PROMPT » Below are some records. Return exactly the lines from the one containing "negative clicks: (266, 80)" through the one containing "170L436 212L405 202L404", both included, and only those.
== RECORDED DATA
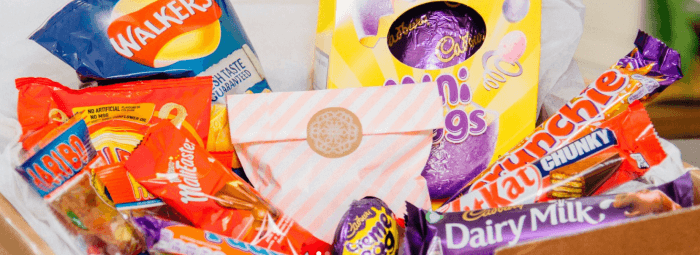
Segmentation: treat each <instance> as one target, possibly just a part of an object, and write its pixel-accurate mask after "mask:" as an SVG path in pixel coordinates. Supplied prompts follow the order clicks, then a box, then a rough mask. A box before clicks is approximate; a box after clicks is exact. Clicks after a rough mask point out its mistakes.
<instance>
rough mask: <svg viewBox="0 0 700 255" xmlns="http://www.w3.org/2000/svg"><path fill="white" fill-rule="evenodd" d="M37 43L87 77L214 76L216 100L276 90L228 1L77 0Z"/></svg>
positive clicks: (82, 74) (60, 11)
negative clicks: (266, 80)
mask: <svg viewBox="0 0 700 255" xmlns="http://www.w3.org/2000/svg"><path fill="white" fill-rule="evenodd" d="M30 39H31V40H33V41H35V42H37V43H38V44H39V45H41V46H42V47H44V48H46V49H47V50H48V51H49V52H51V53H52V54H54V55H56V56H57V57H59V58H60V59H61V60H63V61H64V62H66V63H67V64H68V65H70V66H71V67H73V68H74V69H75V70H76V71H77V72H78V75H80V77H81V79H83V80H98V83H104V82H107V83H112V82H113V81H105V79H112V80H114V79H117V80H120V81H124V79H135V78H144V77H149V76H156V77H160V78H165V77H183V76H194V75H199V76H213V78H214V79H213V85H214V86H213V87H212V102H214V103H221V104H223V103H224V95H226V94H234V93H237V94H241V93H244V92H252V93H260V92H263V91H265V90H268V91H269V89H270V87H269V86H268V84H267V81H265V75H264V74H263V70H262V67H261V66H260V63H259V62H258V58H257V56H256V54H255V52H254V50H253V48H252V46H251V45H250V40H248V37H247V36H246V34H245V31H244V30H243V27H242V26H241V23H240V21H239V20H238V17H237V16H236V13H235V12H234V10H233V7H232V6H231V5H230V4H229V3H228V2H227V1H225V0H178V1H171V0H74V1H71V2H69V3H68V4H67V5H66V6H65V7H63V9H61V10H59V11H58V12H57V13H56V14H54V15H53V16H52V17H51V18H49V20H48V21H47V22H46V23H45V24H44V26H42V27H41V28H39V29H38V30H37V31H36V32H35V33H34V34H32V36H31V37H30Z"/></svg>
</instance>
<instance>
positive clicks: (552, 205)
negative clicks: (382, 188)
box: [404, 173, 694, 255]
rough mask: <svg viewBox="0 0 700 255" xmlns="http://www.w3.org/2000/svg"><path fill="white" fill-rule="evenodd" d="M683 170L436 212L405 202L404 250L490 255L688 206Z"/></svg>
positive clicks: (692, 189)
mask: <svg viewBox="0 0 700 255" xmlns="http://www.w3.org/2000/svg"><path fill="white" fill-rule="evenodd" d="M693 199H694V195H693V181H692V179H691V176H690V173H686V174H685V175H683V176H681V177H680V178H678V179H676V180H675V181H673V182H670V183H667V184H664V185H661V186H658V187H657V188H656V189H655V190H653V191H648V190H643V191H639V192H636V193H627V194H618V195H604V196H595V197H585V198H575V199H563V200H552V201H549V202H545V203H537V204H526V205H517V206H509V207H500V208H495V209H485V210H476V211H465V212H451V213H444V214H440V213H437V212H433V211H427V210H423V209H419V208H417V207H415V206H413V205H412V204H410V203H408V204H407V206H408V208H407V211H408V213H407V215H406V236H405V240H404V251H405V254H430V255H437V254H493V253H494V252H495V250H496V249H497V248H498V247H501V246H512V245H516V244H519V243H523V242H526V241H529V240H535V239H539V238H545V237H556V236H563V235H569V234H574V233H578V232H582V231H586V230H590V229H595V228H601V227H605V226H610V225H614V224H619V223H622V222H625V221H628V220H631V219H633V218H634V216H640V215H644V214H649V213H659V212H665V211H671V210H676V209H679V208H682V207H690V206H692V205H693V201H694V200H693Z"/></svg>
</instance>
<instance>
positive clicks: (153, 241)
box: [132, 216, 179, 249]
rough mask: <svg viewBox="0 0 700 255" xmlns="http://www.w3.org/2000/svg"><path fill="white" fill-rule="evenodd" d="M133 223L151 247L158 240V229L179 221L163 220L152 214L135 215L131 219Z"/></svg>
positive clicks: (163, 228) (149, 246)
mask: <svg viewBox="0 0 700 255" xmlns="http://www.w3.org/2000/svg"><path fill="white" fill-rule="evenodd" d="M132 222H133V223H134V225H135V226H136V227H137V228H138V229H139V230H141V233H143V234H144V236H145V238H146V245H147V246H148V248H149V249H150V248H152V247H153V245H155V244H156V243H158V241H160V230H161V229H164V228H166V227H169V226H173V225H178V224H179V223H176V222H172V221H167V220H163V219H160V218H156V217H152V216H143V217H136V218H133V219H132Z"/></svg>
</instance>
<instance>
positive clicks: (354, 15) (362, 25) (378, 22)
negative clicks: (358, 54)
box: [350, 0, 394, 39]
mask: <svg viewBox="0 0 700 255" xmlns="http://www.w3.org/2000/svg"><path fill="white" fill-rule="evenodd" d="M350 12H351V15H352V22H353V23H354V24H355V32H357V38H359V39H362V38H365V37H368V36H376V35H377V31H379V19H380V18H381V17H382V16H386V15H389V14H392V13H394V7H393V6H392V4H391V0H355V1H354V2H353V5H352V8H351V11H350Z"/></svg>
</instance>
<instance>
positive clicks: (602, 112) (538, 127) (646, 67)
mask: <svg viewBox="0 0 700 255" xmlns="http://www.w3.org/2000/svg"><path fill="white" fill-rule="evenodd" d="M635 46H636V48H635V49H634V50H632V51H631V52H630V53H629V54H628V55H627V56H625V57H623V58H621V59H620V60H619V61H618V62H617V63H616V64H615V65H613V66H612V67H611V69H609V70H607V71H605V72H604V73H603V74H602V75H600V77H598V79H597V80H596V81H595V82H593V83H591V84H590V85H588V86H587V87H586V89H584V90H583V91H582V92H581V94H580V95H579V96H577V97H575V98H573V99H571V101H569V103H567V104H566V105H564V106H563V107H562V108H561V109H559V111H558V112H557V113H556V114H554V115H553V116H552V117H550V118H549V119H548V120H546V121H545V122H544V123H542V124H541V125H540V126H539V127H537V128H536V129H535V131H534V132H533V133H532V134H531V135H529V136H528V137H527V138H525V139H523V140H522V141H521V142H520V143H519V144H518V145H517V146H515V147H514V148H513V149H511V150H510V151H509V152H508V153H506V154H504V155H502V156H500V157H499V159H498V160H496V161H495V163H493V164H491V165H490V166H489V167H488V168H487V169H485V170H484V171H482V172H481V173H480V174H479V175H477V176H476V177H475V178H473V179H472V180H471V181H469V182H468V183H467V184H466V185H465V186H464V187H463V188H462V189H461V191H460V192H459V194H464V193H467V192H470V191H473V190H475V189H477V188H480V187H482V186H484V185H486V184H489V183H491V182H493V181H495V180H496V179H498V177H499V176H501V175H503V173H502V172H511V171H514V170H516V169H518V168H519V167H522V166H524V165H526V164H527V163H532V162H533V161H535V160H537V159H539V158H541V157H544V156H545V155H547V154H548V153H551V152H552V151H554V150H557V149H559V148H562V147H563V146H565V145H567V144H569V143H571V142H572V141H573V140H575V139H576V137H577V135H579V134H580V132H582V130H586V129H587V128H589V127H591V123H594V122H599V121H601V120H604V119H608V118H610V117H612V116H615V115H617V114H618V113H620V112H622V111H625V110H626V109H627V108H628V106H629V105H630V104H631V103H633V102H634V101H636V100H649V99H650V98H651V97H653V96H654V95H657V94H658V93H659V92H661V91H663V90H664V89H665V88H666V87H667V86H669V85H670V84H672V83H673V82H675V81H676V80H679V79H680V78H682V77H683V75H682V73H681V70H680V56H679V55H678V52H676V51H675V50H673V49H671V48H669V47H668V46H666V45H665V44H664V43H663V42H661V41H659V40H658V39H656V38H653V37H651V36H649V35H647V34H645V33H644V32H641V31H640V32H639V34H638V35H637V39H636V40H635ZM459 194H457V195H459ZM453 198H454V196H453V197H452V198H451V199H450V200H453ZM448 202H449V200H448ZM446 203H447V202H446Z"/></svg>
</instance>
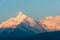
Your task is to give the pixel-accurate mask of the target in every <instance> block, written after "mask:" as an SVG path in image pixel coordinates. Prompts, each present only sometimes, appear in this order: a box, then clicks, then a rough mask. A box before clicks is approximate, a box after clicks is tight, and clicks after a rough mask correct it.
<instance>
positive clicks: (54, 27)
mask: <svg viewBox="0 0 60 40" xmlns="http://www.w3.org/2000/svg"><path fill="white" fill-rule="evenodd" d="M41 25H42V26H44V28H45V29H47V30H50V31H53V30H60V16H48V17H46V18H45V19H43V20H41Z"/></svg>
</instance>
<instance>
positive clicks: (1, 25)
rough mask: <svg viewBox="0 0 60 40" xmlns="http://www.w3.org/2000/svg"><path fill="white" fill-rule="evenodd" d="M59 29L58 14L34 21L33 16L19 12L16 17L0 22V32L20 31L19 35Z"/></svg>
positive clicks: (37, 32) (25, 34)
mask: <svg viewBox="0 0 60 40" xmlns="http://www.w3.org/2000/svg"><path fill="white" fill-rule="evenodd" d="M59 30H60V16H48V17H46V18H45V19H41V20H39V21H35V20H34V19H33V18H30V17H28V16H26V15H24V14H23V13H22V12H20V13H19V14H18V15H17V16H16V17H14V18H13V17H11V18H9V19H8V20H6V21H5V22H2V23H1V24H0V33H1V32H2V33H4V32H6V31H7V33H9V32H14V33H15V34H16V33H20V36H21V35H23V34H25V36H26V35H33V34H39V33H44V32H50V31H59Z"/></svg>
====
ANSWER SPACE »
negative clicks: (266, 80)
mask: <svg viewBox="0 0 700 255" xmlns="http://www.w3.org/2000/svg"><path fill="white" fill-rule="evenodd" d="M30 39H31V40H33V41H35V42H37V43H38V44H39V45H41V46H42V47H44V48H46V49H47V50H48V51H49V52H51V53H52V54H54V55H56V56H57V57H59V58H60V59H61V60H63V61H64V62H66V63H67V64H68V65H70V66H71V67H73V68H74V69H75V70H76V71H77V72H78V75H80V77H81V79H83V80H98V83H104V82H107V83H112V82H113V81H105V79H112V80H114V79H117V80H120V81H124V79H135V78H144V77H149V76H156V77H160V78H165V77H183V76H194V75H199V76H213V78H214V79H213V85H214V86H213V87H212V102H214V103H221V104H223V103H224V95H226V94H234V93H237V94H241V93H244V92H252V93H260V92H263V91H265V90H268V91H269V89H270V87H269V86H268V84H267V81H265V75H264V74H263V70H262V67H261V66H260V63H259V62H258V58H257V56H256V54H255V52H254V50H253V48H252V46H251V45H250V40H248V37H247V36H246V34H245V31H244V30H243V27H242V26H241V23H240V21H239V20H238V17H237V16H236V13H235V12H234V10H233V7H232V6H231V5H230V4H229V3H228V2H227V1H225V0H178V1H171V0H74V1H71V2H69V3H68V4H67V5H66V6H65V7H63V9H61V10H59V11H58V12H57V13H56V14H54V15H53V16H52V17H51V18H49V20H48V21H47V22H46V23H45V24H44V26H42V27H41V28H39V29H38V30H37V31H36V32H35V33H34V34H32V36H31V37H30Z"/></svg>
</instance>
<instance>
positive clicks: (552, 205)
negative clicks: (382, 188)
box: [404, 173, 694, 255]
rough mask: <svg viewBox="0 0 700 255" xmlns="http://www.w3.org/2000/svg"><path fill="white" fill-rule="evenodd" d="M683 170L436 212L405 202L404 250L490 255L688 206Z"/></svg>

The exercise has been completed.